#### [Information supplied]
::::::::::
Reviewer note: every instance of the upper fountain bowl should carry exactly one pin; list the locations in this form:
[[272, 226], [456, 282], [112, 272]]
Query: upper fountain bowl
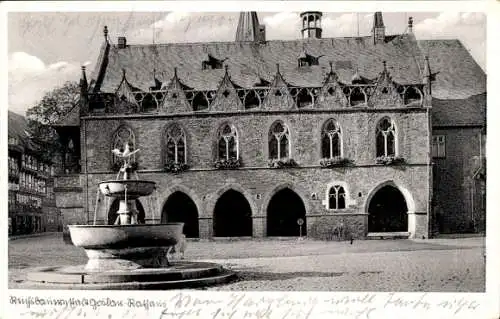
[[135, 188]]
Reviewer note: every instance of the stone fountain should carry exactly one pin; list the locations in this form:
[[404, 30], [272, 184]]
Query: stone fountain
[[127, 254]]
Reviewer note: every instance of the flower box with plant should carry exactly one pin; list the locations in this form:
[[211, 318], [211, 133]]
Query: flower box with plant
[[116, 166], [390, 160], [172, 167], [335, 162], [282, 163], [231, 163]]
::::::::::
#### [How to complete this task]
Reproduce the final stretch of the data above: every line from the one holding "[[404, 30], [272, 184]]" through the end, inclusive, exactly as written and nothing else.

#### [Output for this task]
[[404, 30], [272, 184]]
Query: stone fountain
[[127, 254]]
Reviewer note: every instance of the flower box with plant should carry exactly one pin; list the locations in this form:
[[211, 318], [211, 133]]
Query: flower box with plant
[[116, 166], [390, 160], [172, 167], [335, 162], [282, 163], [231, 163]]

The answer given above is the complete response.